§ **WHAT IS ASKED**:
(A) In the article on Alex Bowman's contract situation at Hendrick Motorsports, how many races did Bowman miss earlier this year because of vertigo?
(B) Write the next part of the article on Alex Bowman's contract situation at Hendrick Motorsports, picking up after its final sentence.

Alex Bowman Insists He Is Not Racing for His Job at Hendrick

Alex Bowman sat on a Tuesday teleconference ahead of the eero 400 at Chicagoland Speedway and said the sentence that every driver in his position eventually has to say out loud. “I don’t feel like I’m racing for my job or anything like that by any means,” Bowman told reporters. He is in the final year of his contract with Hendrick Motorsports, the team he has driven for going back to 2018, and nobody in the sport, including Bowman himself, can say with certainty what his 2027 looks like.

A Spring Lost to Vertigo

Bowman missed four races earlier this year after vertigo sidelined him, the latest in a run of health scares that has now cost him races in three of his last five seasons. He returned 11 races ago and sits 29th in the Cup Series points standings, a number that reflects lost ground rather than lost speed. Two top fives and three top 10s tell a story of a driver still capable of running with the field once he is strapped back into the car, but a point total that makes his own words about not racing for his job feel almost defiant.

He has scored just two wins in the Next Gen car era that began in 2022, and his last trip to victory lane came on the Fourth of July weekend race on the Chicago Street Course in 2024, now two full seasons behind him. That drought sits alongside a résumé that includes eight career Cup wins, a number built largely on his strength at superspeedways and road courses, tracks where raw car feel counts for more than sheer horsepower.

A Return That Refuses to Feel Like a Plea

The clearest signal in Bowman’s public comments is the absence of urgency, while the calendar keeps turning. Asked directly whether the pace of recent silly season moves elsewhere in the garage has pushed him to hurry a decision, he brushed the premise aside. “It’s been interesting,” Bowman said. “We’ve had a lot of different conversations and kind of trying to figure out what the best thing to do is, so I would say sooner rather than later, for sure.”

Reporting from The Athletic’s Jordan Bianchi indicates Hendrick Motorsports and the No. 48 team both want Bowman to stay behind the wheel for 2027, and that Ally, the team’s longtime sponsor, remains a strong backer of the driver. What has not been settled is whether Bowman, who has openly acknowledged he does not have to keep racing forever, wants the job on the terms currently on the table.

§ **INFORMATION GIVEN**:
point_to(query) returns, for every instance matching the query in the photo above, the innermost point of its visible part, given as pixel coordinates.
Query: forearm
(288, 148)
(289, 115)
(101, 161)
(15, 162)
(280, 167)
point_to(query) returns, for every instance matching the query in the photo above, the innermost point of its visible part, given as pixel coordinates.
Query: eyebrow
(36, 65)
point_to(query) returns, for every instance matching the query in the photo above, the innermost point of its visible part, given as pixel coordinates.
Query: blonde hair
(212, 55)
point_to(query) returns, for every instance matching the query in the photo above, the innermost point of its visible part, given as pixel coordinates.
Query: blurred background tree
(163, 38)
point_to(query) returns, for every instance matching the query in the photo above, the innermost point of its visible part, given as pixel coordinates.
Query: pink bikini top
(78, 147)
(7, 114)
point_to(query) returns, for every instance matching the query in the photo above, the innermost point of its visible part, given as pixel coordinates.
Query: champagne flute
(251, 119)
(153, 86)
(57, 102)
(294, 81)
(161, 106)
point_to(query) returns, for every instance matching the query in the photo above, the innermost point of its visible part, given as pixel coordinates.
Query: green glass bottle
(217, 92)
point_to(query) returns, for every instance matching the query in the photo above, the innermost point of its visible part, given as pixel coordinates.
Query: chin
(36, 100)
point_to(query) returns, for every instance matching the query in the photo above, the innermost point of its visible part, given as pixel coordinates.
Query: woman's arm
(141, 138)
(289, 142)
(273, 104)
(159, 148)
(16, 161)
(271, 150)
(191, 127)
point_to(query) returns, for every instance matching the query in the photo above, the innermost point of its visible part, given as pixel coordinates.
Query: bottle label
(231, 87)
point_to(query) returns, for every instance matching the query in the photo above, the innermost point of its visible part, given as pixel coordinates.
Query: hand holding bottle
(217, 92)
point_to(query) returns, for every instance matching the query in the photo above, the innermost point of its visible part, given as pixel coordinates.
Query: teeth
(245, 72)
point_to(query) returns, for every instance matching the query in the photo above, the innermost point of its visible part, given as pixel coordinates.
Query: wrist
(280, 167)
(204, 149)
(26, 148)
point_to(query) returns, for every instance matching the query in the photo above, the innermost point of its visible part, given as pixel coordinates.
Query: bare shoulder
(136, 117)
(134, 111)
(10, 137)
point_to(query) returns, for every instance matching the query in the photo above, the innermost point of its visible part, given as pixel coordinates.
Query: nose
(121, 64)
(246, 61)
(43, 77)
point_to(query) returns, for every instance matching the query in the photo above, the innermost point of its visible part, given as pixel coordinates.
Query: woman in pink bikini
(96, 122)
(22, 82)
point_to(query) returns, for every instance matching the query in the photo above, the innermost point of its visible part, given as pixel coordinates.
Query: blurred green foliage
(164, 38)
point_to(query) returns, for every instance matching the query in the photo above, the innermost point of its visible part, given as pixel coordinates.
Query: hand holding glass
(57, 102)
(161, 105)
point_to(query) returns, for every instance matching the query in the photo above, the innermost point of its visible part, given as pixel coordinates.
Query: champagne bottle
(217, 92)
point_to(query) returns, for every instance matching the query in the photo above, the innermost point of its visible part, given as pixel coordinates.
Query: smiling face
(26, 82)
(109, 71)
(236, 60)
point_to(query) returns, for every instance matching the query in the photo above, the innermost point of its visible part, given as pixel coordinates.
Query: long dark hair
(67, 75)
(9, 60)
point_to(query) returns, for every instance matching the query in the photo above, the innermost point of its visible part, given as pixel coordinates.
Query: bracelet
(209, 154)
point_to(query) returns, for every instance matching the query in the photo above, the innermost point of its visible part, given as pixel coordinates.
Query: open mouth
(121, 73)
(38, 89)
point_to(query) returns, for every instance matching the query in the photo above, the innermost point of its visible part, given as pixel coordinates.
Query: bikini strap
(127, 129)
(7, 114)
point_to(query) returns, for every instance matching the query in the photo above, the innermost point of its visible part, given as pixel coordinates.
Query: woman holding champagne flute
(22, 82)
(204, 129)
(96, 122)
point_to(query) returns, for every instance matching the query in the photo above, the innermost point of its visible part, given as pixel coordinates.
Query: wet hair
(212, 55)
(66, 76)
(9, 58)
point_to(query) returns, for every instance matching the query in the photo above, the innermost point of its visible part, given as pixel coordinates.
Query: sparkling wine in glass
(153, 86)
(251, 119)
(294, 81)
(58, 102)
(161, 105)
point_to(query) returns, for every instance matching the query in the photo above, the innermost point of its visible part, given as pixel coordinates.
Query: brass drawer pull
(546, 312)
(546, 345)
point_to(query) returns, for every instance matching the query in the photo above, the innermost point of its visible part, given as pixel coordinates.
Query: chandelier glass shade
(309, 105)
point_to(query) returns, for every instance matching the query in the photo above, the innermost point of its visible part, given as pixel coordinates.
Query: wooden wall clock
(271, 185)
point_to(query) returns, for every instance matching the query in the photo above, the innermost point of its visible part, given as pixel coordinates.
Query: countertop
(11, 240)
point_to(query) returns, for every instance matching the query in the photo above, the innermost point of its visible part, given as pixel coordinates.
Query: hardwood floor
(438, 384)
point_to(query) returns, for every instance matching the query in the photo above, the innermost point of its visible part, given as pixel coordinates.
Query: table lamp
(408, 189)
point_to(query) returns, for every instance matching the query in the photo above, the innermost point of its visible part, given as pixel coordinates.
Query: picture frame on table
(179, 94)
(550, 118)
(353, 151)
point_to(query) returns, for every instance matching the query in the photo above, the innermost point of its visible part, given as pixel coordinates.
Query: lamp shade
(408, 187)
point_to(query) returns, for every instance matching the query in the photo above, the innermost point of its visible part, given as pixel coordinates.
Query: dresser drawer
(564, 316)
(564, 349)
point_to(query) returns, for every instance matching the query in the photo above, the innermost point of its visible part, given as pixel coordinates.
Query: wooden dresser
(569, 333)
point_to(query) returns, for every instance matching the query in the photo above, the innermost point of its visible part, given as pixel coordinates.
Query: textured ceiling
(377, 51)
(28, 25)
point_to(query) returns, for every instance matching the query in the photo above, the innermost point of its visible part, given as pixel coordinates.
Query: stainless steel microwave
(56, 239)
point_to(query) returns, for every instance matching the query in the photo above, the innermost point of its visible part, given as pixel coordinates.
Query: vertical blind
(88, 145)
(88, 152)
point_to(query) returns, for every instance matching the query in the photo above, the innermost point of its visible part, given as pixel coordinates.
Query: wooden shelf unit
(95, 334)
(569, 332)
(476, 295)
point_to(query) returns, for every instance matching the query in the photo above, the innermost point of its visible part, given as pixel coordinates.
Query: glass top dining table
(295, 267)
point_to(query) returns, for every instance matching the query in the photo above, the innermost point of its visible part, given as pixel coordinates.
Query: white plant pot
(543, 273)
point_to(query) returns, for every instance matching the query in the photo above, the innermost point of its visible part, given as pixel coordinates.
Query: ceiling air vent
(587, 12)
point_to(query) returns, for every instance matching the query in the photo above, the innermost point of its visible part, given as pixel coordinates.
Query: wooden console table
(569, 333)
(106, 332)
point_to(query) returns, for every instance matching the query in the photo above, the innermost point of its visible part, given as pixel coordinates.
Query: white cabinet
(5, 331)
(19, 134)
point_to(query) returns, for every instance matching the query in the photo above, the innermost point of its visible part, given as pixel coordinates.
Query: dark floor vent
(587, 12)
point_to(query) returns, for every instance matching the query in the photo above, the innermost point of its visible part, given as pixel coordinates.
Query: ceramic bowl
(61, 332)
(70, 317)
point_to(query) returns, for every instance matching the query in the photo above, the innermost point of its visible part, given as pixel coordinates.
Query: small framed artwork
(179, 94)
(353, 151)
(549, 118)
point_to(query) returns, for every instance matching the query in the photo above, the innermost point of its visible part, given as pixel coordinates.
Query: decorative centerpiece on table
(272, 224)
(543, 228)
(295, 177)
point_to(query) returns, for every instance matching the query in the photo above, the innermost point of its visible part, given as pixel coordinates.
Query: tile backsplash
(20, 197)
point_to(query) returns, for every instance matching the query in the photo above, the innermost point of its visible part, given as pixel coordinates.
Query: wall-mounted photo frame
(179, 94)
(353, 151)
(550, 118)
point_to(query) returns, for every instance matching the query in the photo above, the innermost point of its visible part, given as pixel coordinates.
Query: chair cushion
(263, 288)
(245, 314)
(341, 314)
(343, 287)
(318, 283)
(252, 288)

§ **ANSWERS TO THE TASKS**:
(A) Four races.

(B)
“I think for me, I just want to make the right decision for myself, I guess,” Bowman said. “Certain things haven’t gone how we want them to go. And I’m at a point in my life where I’m super blessed to be in a position where I don’t have to do this forever. So I’ve got to make the right decision, and I want Hendrick Motorsports to make the right decision and everybody to be on board with whatever we do. I think I have a lot of faith in Rick and Jeff and everybody to guide all of us the right way, and whatever happens, happens.”

The Number on the Door

The No. 48 carries history that makes any driver’s tenure in that car a subject of scrutiny. Jimmie Johnson won seven championships in it before Bowman inherited the seat, and Rick Hendrick has treated the car number as close to sacred from that point forward. A driver change there would not be a routine swap; it would be a signal about where Hendrick Motorsports believes its future lies, at a moment when the team is also managing Kyle Larson’s championship push and William Byron’s continued rise.

Bowman’s health history complicates the calculus for both sides. A team builds a season around four full-time cars and the sponsorship dollars attached to each one, and repeated absences, however unavoidable, put pressure on that structure. Rajah Caruth and other developmental drivers have filled in for past Bowman absences, giving Hendrick a look at internal options it did not necessarily go looking for.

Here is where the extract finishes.